▶ _TEXTO FORNECIDO_:
Pareceres/Diversos

Tribunal Central Administrativo Sul - Contencioso Tributário
Contencioso:TRIBUTÁRIO
Data:03/13/2007
Processo:01653/07
Nº Processo/TAF:166/03 - ALMADA
Magistrado:CARLOS BATISTA
Descritores:IVA
INEXISTÊNCIA DE FACTO TRIBUTÁRIO
DIREITO DE AUDIÇÃO PRÉVIA
NULIDADE DA NOTIFICAÇÃO DAS LIQUIDAÇÕES
INCOMPETÊNCIA DO AUTOR DAS CORRECÇÕES E DAS LIQUIDAÇÕES
Texto Integral:Excelentíssimos Senhores Juízes Desembargadores


O Ministério Público vem emitir parecer nos termos seguintes:


1 – C ….. veio interpor o presente recurso jurisdicional da douta sentença de fls. 195 a 214, proferida pelo Tribunal Administrativo e Fiscal de Almada, que julgou totalmente improcedente a impugnação judicial que havia deduzido contra as liquidações adicionais de IVA e juros compensatórios relativas aos anos de 1996 a 1999.

O recorrente, citado para os termos da execução fiscal nº 2160-01/101026.3, veio deduzir a impugnação judicial ora em causa na qualidade de devedor subsidiário da E ….. , LDA.
Os argumentos apresentados são semelhantes aos que esta sociedade aduziu na Impugnação Judicial que deu origem ao Processo nº 01496/06, que subiu em recurso a este TCA e onde nos coube emitir parecer.

2 – Na minha perspectiva, a sentença recorrida não merece censura, dado haver feito correcta interpretação e aplicação da lei à factualidade apurada.

São as seguintes as questões levantadas pelo recorrente:


I – INEXISTÊNCIA DO FACTO TRIBUTÁRIO


Entende o recorrente que é à AT que incumbe o ónus da prova do facto tributário, ou seja, das operações que determinaram a liquidação adicional de IVA, atenta a presunção de veracidade das declarações dos sujeitos passivos, prova que não logrou fazer.

O nº 1 do artigo 76º do CPT estabelecia que o processo de liquidação se instaura com as declarações dos contribuintes.

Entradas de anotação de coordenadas
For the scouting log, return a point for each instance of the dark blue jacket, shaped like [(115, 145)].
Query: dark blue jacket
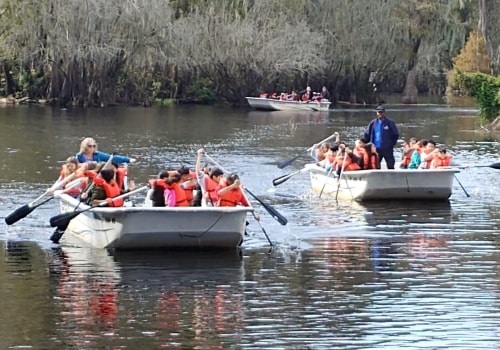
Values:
[(390, 133), (103, 157)]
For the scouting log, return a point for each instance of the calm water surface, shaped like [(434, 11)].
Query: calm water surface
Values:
[(342, 275)]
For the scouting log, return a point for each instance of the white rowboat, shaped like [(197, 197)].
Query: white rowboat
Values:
[(366, 185), (140, 227), (269, 104)]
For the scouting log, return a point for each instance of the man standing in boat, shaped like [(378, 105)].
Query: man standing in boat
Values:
[(384, 134)]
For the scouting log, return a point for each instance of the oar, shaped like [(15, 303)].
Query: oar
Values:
[(258, 221), (493, 166), (290, 161), (26, 209), (61, 221), (273, 212), (279, 180), (463, 188), (340, 176)]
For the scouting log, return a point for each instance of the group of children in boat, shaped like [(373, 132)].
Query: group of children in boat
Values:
[(306, 95), (94, 177), (416, 154)]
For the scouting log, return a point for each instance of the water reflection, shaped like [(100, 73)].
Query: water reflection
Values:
[(162, 294)]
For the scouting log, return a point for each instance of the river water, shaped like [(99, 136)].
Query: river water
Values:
[(341, 275)]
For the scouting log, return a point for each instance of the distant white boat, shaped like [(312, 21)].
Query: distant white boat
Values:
[(366, 185), (141, 227), (269, 104)]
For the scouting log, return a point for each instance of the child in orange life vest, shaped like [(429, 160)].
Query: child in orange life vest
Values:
[(174, 195), (105, 188), (427, 154), (188, 183), (231, 194), (368, 157), (345, 160), (158, 189), (69, 173), (320, 152), (407, 152), (210, 183), (121, 176), (441, 159)]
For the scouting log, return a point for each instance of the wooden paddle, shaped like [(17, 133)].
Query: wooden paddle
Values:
[(26, 209), (462, 186), (273, 212), (493, 166), (61, 221), (291, 160), (279, 180)]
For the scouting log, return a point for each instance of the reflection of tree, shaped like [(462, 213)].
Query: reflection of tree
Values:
[(104, 299)]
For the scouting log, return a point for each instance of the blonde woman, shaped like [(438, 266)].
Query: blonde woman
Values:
[(88, 152)]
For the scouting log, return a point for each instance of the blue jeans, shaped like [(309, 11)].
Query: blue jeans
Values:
[(388, 155)]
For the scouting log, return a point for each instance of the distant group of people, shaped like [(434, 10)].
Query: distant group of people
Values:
[(306, 95), (95, 177), (377, 143), (423, 154), (203, 187)]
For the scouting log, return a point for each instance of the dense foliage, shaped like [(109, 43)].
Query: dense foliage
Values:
[(485, 88), (103, 52)]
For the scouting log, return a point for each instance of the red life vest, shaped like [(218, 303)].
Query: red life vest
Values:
[(407, 153), (350, 165), (121, 173), (438, 162), (111, 189), (426, 164), (211, 188), (232, 198), (180, 196)]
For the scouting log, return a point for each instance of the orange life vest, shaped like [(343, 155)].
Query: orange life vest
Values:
[(350, 165), (74, 191), (180, 196), (407, 153), (211, 188), (425, 164), (111, 189), (438, 162), (232, 198), (157, 195), (121, 173)]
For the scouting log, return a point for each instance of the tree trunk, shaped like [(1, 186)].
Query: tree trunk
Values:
[(410, 92), (488, 25), (11, 86)]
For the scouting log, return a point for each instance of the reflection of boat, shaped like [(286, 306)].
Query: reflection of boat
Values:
[(364, 185), (405, 214), (157, 227), (269, 104), (98, 293), (160, 267)]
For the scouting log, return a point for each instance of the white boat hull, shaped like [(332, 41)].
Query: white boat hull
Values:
[(269, 104), (132, 228), (366, 185)]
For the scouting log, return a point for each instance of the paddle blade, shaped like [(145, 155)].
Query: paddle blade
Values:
[(56, 236), (288, 162), (279, 180), (18, 214), (273, 212), (61, 221)]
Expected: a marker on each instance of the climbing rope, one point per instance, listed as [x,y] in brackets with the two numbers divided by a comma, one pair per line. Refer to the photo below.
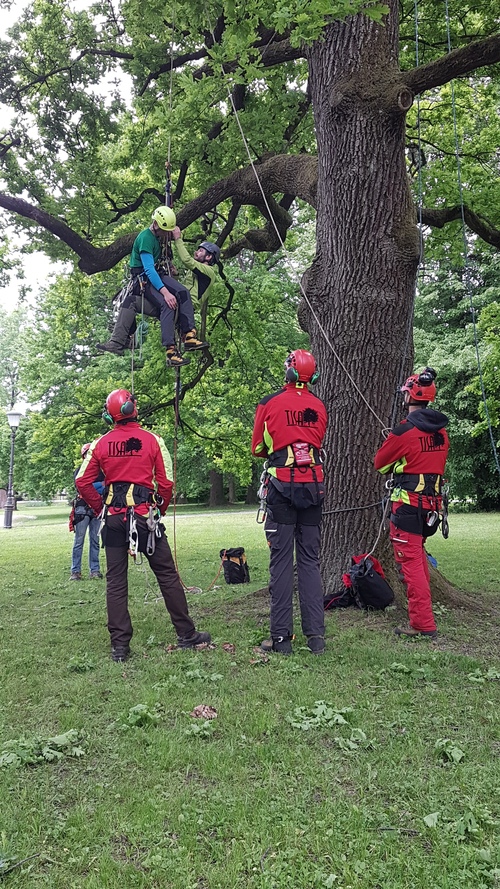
[282,243]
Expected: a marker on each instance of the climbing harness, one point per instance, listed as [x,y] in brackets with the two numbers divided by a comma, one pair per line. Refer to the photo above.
[154,531]
[262,495]
[133,534]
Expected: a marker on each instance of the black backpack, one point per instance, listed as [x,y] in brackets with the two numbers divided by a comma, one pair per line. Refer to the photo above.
[370,589]
[234,563]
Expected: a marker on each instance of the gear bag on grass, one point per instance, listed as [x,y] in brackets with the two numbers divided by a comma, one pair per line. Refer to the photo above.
[234,563]
[369,586]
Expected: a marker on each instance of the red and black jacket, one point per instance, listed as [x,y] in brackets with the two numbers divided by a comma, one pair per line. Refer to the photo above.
[285,418]
[131,457]
[416,453]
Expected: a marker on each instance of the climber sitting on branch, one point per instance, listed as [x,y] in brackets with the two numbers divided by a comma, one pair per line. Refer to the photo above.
[161,296]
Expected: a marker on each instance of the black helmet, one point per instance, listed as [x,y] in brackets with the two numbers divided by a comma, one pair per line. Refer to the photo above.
[212,248]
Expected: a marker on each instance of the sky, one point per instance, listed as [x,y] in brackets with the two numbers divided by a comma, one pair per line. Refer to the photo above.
[39,270]
[37,266]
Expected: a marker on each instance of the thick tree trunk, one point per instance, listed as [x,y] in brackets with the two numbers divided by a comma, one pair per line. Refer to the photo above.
[216,488]
[362,282]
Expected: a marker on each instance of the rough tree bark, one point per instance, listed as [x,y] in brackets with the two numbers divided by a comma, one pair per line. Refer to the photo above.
[362,282]
[216,488]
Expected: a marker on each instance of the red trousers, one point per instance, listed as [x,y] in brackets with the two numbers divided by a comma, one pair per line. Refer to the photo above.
[410,554]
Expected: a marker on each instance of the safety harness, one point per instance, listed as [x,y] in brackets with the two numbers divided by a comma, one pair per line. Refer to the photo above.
[125,495]
[431,486]
[298,457]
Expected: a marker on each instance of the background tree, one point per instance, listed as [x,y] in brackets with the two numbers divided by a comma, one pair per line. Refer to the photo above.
[92,170]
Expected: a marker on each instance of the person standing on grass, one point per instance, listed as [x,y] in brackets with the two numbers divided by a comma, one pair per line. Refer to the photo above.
[289,429]
[416,452]
[83,518]
[133,461]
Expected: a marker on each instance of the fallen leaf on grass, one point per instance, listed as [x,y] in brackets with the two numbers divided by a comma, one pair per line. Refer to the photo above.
[203,711]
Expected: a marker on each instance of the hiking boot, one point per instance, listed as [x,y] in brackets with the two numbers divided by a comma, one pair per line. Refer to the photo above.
[175,359]
[193,640]
[120,653]
[192,343]
[411,632]
[112,347]
[316,644]
[278,644]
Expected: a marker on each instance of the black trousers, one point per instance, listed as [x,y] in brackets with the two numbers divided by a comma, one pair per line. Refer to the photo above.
[288,532]
[162,565]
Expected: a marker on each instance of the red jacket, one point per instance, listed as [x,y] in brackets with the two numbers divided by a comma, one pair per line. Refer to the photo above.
[418,447]
[127,453]
[284,418]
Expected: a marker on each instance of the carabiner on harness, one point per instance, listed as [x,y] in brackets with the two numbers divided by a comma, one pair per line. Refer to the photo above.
[262,495]
[153,530]
[445,528]
[133,534]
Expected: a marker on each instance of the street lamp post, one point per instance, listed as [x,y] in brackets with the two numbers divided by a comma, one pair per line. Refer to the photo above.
[13,419]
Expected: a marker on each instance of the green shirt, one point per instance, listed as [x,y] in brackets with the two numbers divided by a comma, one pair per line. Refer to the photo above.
[145,242]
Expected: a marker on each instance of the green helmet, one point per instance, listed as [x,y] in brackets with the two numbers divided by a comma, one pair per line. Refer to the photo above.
[164,218]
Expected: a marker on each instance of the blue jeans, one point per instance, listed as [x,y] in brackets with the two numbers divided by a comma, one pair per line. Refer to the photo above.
[76,558]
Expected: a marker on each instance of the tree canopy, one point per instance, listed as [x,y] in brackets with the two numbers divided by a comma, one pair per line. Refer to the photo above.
[366,116]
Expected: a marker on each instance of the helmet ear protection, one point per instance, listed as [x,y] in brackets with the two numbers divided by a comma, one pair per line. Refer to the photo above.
[300,366]
[127,409]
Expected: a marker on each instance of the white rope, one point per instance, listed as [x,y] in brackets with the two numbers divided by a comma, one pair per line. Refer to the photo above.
[282,243]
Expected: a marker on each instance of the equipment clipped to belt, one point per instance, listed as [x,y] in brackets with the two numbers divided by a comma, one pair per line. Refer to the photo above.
[154,531]
[262,495]
[234,563]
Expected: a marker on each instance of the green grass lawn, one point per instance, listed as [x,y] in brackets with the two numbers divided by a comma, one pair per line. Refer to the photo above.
[393,781]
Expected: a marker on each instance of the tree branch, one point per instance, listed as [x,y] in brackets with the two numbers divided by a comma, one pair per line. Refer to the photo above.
[477,224]
[456,63]
[271,53]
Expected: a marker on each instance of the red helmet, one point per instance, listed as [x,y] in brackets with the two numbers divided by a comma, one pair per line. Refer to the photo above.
[119,405]
[421,387]
[300,366]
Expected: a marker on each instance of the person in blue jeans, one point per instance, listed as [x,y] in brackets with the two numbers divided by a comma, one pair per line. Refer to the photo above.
[82,519]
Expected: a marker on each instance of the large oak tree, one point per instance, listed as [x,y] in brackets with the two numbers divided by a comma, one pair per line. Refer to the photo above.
[325,98]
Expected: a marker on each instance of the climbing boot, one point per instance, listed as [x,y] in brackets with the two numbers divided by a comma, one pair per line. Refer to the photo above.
[278,644]
[120,653]
[192,343]
[175,359]
[411,632]
[193,640]
[110,346]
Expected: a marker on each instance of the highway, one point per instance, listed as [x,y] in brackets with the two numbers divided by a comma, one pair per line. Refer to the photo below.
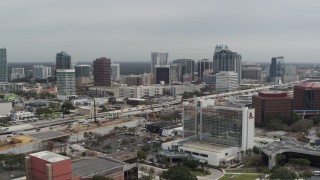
[22,128]
[130,111]
[247,91]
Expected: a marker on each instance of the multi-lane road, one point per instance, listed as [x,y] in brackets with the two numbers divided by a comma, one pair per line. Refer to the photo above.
[22,128]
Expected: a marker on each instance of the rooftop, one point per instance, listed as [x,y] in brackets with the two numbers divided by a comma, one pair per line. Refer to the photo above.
[165,124]
[272,94]
[206,146]
[97,165]
[46,135]
[308,84]
[49,156]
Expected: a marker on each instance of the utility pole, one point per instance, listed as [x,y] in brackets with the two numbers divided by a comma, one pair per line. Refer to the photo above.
[94,109]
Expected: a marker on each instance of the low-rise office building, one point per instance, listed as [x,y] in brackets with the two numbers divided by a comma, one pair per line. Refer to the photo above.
[215,134]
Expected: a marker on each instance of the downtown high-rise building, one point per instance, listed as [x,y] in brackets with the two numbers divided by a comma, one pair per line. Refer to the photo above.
[277,69]
[204,64]
[41,72]
[3,65]
[162,74]
[65,83]
[63,61]
[158,59]
[251,71]
[16,73]
[226,60]
[187,69]
[115,71]
[82,70]
[102,71]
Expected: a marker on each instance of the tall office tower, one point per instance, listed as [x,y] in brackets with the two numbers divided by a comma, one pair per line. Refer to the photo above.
[17,70]
[271,104]
[115,71]
[226,60]
[41,72]
[175,73]
[102,71]
[65,83]
[162,74]
[3,65]
[226,81]
[306,96]
[228,125]
[203,65]
[16,73]
[158,59]
[63,61]
[134,80]
[277,69]
[251,71]
[187,68]
[291,70]
[82,70]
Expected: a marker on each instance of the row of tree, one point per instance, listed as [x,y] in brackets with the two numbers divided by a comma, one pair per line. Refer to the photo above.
[13,159]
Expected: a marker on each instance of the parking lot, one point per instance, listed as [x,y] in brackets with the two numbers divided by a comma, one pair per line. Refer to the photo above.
[123,143]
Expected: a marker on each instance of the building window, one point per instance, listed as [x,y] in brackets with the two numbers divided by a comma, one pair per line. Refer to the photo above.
[203,155]
[194,153]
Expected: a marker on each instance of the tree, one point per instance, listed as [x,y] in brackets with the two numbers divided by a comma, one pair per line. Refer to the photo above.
[141,155]
[84,154]
[178,173]
[132,130]
[112,100]
[40,111]
[255,150]
[150,173]
[66,107]
[146,148]
[280,159]
[306,174]
[101,178]
[282,173]
[190,164]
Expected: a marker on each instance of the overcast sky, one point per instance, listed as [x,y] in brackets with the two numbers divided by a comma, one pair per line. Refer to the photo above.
[129,30]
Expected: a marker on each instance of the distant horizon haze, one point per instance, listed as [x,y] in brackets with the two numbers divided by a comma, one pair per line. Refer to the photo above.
[128,31]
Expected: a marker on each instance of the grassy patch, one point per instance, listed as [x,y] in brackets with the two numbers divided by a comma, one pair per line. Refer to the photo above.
[240,176]
[198,173]
[241,171]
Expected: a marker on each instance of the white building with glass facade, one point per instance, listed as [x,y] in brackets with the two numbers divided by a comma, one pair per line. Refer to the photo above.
[226,81]
[41,72]
[115,71]
[3,65]
[65,83]
[215,134]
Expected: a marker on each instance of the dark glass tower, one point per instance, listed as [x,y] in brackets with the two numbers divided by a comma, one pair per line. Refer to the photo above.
[277,69]
[3,65]
[63,61]
[226,60]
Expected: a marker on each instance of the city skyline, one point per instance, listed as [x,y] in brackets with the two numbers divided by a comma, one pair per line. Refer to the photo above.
[88,30]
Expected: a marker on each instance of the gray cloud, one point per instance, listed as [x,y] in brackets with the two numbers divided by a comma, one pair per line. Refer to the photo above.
[127,30]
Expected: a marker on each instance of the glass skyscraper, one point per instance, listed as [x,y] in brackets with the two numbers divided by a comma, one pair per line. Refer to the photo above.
[277,69]
[3,65]
[231,125]
[226,60]
[63,61]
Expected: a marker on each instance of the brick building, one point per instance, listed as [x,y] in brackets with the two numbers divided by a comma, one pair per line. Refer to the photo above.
[306,96]
[102,72]
[270,104]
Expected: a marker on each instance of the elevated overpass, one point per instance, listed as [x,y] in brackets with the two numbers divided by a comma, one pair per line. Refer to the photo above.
[288,146]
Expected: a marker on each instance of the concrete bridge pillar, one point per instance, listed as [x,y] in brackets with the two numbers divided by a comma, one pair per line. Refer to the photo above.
[272,161]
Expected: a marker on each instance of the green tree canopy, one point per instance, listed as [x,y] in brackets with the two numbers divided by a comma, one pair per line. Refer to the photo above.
[178,173]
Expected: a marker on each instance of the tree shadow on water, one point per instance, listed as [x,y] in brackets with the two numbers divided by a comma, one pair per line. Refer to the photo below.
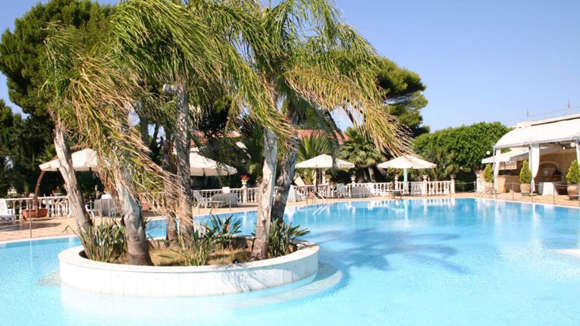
[369,248]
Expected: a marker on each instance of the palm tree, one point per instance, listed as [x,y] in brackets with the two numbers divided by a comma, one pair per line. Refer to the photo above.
[314,57]
[361,151]
[191,50]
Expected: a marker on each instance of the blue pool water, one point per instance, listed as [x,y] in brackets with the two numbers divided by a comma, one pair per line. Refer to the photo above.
[435,262]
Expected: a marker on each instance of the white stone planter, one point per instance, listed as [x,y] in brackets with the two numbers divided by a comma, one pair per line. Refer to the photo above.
[116,279]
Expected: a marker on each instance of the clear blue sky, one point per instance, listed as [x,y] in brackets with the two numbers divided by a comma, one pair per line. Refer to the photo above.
[481,60]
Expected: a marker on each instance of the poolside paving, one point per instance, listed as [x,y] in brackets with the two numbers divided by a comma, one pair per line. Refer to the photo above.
[62,226]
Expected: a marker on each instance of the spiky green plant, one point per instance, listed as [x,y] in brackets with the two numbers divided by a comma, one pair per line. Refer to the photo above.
[573,175]
[105,241]
[488,173]
[222,230]
[525,173]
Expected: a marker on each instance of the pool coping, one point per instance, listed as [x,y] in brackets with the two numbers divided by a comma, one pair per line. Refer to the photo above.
[175,281]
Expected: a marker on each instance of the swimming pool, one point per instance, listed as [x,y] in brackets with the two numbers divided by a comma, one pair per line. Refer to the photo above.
[419,262]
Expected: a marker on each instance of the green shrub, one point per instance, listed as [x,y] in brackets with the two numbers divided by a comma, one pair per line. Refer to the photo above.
[104,242]
[195,247]
[488,173]
[573,175]
[222,230]
[525,173]
[281,236]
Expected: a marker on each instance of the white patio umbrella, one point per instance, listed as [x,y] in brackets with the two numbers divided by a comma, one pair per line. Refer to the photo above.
[406,162]
[84,160]
[202,166]
[324,161]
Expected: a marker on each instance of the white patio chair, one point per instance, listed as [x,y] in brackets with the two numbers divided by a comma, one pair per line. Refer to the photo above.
[7,215]
[341,191]
[204,202]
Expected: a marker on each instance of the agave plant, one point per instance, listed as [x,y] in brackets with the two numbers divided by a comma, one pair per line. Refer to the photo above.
[105,241]
[190,49]
[282,236]
[222,230]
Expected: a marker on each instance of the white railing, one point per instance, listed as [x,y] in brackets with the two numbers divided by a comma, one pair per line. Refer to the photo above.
[59,205]
[245,195]
[54,205]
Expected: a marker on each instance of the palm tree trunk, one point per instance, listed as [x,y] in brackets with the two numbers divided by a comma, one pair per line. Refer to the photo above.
[144,130]
[138,247]
[75,197]
[168,165]
[287,170]
[266,195]
[182,146]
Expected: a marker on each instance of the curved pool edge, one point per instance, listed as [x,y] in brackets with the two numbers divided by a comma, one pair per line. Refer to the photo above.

▶ _TAREFAS A REALIZAR_:
1. Segundo o parecer sobre as liquidações adicionais de IVA, a que anos se referem essas liquidações?
2. Prossiga o parecer sobre as liquidações adicionais de IVA a partir da última frase apresentada.
Os itens constituem material independente do texto.

▶ _RESPOSTAS DO EXERCÍCIO_:
1. Referem-se aos anos de 1996 a 1999.

2.
Essas declarações apresentadas pelos contribuintes à Administração Tributária gozam da presunção de veracidade.
Hoje em dia, essas presunções legais de veracidade das declarações apresentadas pelos contribuintes à AF e dos dados que constarem da sua contabilidade e escrita, se estiverem de acordo com a legislação comercial e fiscal, constam do nº 1 do artigo 75º da LGT.

Conforme referem Diogo Leite de Campos, Benjamim Silva Rodrigues e Jorge Lopes de Sousa, in Lei Geral Tributária, comentada e anotada, 2ª edição, 2000, a pág. 309, “Assim, nestes casos, se a administração tributária não demonstrar a falta de correspondência entre o teor de tais declarações, contabilidade ou escrita e a realidade, o seu conteúdo terá de considerar-se verdadeiro”.

A jurisprudência aponta no mesmo sentido: “Cabe à Fazenda Pública, tanto no recurso administrativo como na impugnação junto dos Tribunais, o ónus da prova da existência dos pressupostos de facto e de direito do acto de liquidação oficiosa, seja por correcções técnicas ou métodos indiciários e presuntivos, constantes do relatório dos serviços de fiscalização” (cf. Ac do TCA, de 22/05/2001, processo 3216/00).

No caso dos autos, a matéria de facto dada como provada indicia claramente que as transacções efectuadas pela C ….. , LDA, e C ….. eram operações simuladas, tendo os veículos em causa sido adquiridos pela sociedade E ….. , LDA, a fornecedores comunitários.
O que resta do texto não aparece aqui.